— Start Entries supplied —

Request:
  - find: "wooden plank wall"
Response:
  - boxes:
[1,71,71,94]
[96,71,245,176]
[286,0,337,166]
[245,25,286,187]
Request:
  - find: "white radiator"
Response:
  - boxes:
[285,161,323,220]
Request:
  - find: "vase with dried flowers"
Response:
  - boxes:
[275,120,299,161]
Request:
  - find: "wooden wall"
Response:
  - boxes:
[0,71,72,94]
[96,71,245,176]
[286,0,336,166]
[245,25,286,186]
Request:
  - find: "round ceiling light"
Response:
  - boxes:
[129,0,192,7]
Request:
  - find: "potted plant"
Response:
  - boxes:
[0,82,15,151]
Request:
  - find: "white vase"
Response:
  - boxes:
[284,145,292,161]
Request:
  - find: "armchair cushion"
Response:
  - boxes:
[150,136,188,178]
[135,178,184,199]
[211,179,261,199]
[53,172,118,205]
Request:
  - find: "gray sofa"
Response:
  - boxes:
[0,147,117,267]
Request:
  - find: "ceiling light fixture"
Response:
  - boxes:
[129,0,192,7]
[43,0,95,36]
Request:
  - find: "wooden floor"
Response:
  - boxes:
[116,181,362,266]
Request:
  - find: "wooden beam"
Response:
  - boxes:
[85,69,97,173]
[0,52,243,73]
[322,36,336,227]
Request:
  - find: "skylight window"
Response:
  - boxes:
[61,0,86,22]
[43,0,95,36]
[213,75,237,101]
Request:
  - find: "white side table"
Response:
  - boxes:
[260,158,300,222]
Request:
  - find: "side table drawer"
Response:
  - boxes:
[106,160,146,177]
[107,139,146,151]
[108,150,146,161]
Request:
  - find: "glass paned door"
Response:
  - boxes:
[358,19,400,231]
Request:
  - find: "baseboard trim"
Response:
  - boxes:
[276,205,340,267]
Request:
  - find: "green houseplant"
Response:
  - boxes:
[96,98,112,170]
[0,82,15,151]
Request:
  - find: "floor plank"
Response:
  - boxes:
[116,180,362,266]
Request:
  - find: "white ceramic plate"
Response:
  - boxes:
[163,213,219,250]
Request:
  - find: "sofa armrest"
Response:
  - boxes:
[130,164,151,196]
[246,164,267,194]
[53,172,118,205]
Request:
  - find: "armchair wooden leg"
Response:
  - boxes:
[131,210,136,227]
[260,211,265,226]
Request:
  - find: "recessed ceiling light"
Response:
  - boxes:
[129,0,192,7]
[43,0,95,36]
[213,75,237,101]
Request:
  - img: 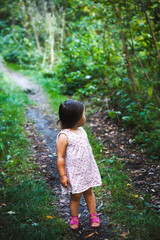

— End Entries supplied —

The task:
Copy out each line in the listing above that contains the word "vase".

Solution for this task:
  - find: "vase with dried flowers"
  - find: "white vase"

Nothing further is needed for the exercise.